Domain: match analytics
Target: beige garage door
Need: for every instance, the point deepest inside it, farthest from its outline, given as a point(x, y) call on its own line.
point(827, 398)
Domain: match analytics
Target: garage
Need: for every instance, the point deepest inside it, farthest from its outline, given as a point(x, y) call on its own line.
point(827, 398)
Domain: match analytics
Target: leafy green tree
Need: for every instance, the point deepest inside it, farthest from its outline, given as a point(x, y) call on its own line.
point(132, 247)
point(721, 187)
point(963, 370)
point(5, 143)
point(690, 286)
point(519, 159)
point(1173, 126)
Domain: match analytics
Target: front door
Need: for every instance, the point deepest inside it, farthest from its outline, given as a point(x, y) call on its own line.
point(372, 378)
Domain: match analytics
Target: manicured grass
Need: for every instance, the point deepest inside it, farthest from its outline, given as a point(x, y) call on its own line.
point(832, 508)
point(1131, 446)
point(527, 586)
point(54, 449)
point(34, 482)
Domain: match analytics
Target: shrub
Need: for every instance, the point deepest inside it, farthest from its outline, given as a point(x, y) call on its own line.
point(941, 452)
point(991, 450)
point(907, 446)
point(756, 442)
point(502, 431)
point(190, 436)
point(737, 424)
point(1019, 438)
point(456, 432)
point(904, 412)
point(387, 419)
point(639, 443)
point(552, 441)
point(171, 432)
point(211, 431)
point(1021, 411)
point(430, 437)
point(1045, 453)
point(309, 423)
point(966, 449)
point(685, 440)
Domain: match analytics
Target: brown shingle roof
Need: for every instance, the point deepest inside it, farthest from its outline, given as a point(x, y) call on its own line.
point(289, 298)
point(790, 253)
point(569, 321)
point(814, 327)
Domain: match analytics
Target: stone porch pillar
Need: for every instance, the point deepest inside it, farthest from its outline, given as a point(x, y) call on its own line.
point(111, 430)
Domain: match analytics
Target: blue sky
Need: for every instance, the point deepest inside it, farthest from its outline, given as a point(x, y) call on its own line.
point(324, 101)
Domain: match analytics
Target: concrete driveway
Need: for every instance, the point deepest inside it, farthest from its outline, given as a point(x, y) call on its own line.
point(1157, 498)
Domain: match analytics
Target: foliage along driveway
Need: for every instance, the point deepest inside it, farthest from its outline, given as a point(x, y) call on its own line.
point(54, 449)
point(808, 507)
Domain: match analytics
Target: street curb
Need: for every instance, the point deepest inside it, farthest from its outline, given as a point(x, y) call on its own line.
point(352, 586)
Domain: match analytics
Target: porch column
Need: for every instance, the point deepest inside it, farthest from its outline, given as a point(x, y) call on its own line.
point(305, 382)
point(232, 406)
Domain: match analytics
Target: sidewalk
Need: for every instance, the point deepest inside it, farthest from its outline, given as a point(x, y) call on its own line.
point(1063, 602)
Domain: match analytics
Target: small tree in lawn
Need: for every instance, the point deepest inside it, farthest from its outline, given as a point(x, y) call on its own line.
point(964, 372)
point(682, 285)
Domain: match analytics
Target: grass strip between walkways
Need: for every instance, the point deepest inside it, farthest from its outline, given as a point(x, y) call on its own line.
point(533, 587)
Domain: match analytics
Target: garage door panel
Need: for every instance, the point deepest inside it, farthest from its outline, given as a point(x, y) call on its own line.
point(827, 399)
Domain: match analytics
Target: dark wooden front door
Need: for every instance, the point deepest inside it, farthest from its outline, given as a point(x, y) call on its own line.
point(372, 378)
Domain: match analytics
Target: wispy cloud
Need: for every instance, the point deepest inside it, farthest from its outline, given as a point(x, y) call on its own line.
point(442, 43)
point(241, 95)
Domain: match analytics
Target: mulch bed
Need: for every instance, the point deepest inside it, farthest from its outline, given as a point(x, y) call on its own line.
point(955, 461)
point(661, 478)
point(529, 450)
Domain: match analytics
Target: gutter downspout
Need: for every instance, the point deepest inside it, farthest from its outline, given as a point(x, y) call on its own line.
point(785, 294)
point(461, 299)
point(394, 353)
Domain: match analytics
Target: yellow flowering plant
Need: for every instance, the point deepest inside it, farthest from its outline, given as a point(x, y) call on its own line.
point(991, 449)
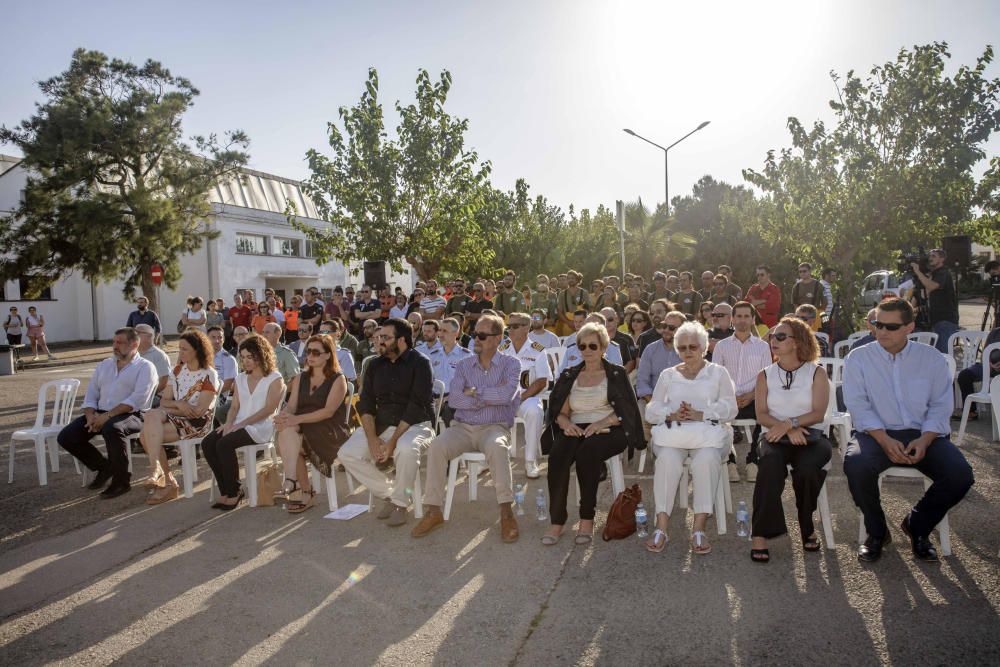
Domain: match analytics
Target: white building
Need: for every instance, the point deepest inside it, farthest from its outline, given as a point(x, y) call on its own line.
point(257, 248)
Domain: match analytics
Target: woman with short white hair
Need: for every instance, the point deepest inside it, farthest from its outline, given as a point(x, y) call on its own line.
point(690, 405)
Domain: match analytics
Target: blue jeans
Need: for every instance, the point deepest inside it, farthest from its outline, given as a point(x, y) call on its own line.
point(943, 463)
point(944, 329)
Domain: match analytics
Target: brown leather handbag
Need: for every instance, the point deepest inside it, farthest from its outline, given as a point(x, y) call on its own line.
point(621, 516)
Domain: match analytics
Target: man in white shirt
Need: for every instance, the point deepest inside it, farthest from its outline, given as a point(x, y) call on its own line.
point(154, 355)
point(744, 356)
point(227, 368)
point(535, 377)
point(538, 333)
point(573, 355)
point(120, 387)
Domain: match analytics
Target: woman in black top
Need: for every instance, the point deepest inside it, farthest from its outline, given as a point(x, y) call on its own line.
point(585, 425)
point(313, 423)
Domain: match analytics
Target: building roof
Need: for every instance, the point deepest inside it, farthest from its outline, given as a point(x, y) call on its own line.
point(265, 192)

Problem to solve: Print again, word for word, the lines of the records from the very start through the line holding "point(1173, 126)", both ends included.

Solution to the problem:
Domain: match analytics
Target: beige garage door
Need: for every instance, the point deepest inside it, farthest from its outline, given as a point(x, y) call on its own line.
point(827, 398)
Domain: match analytics
Target: garage
Need: for every instance, the point deepest inside it, farthest from its outline, given as a point(x, y) call on its own line.
point(827, 398)
Domain: match analytics
Target: leafy green tree
Need: for every instance, the point deepest inside it, farthest from its outline, given as a point(x, y) call on its own line.
point(132, 247)
point(721, 187)
point(963, 370)
point(5, 143)
point(690, 286)
point(519, 159)
point(1173, 126)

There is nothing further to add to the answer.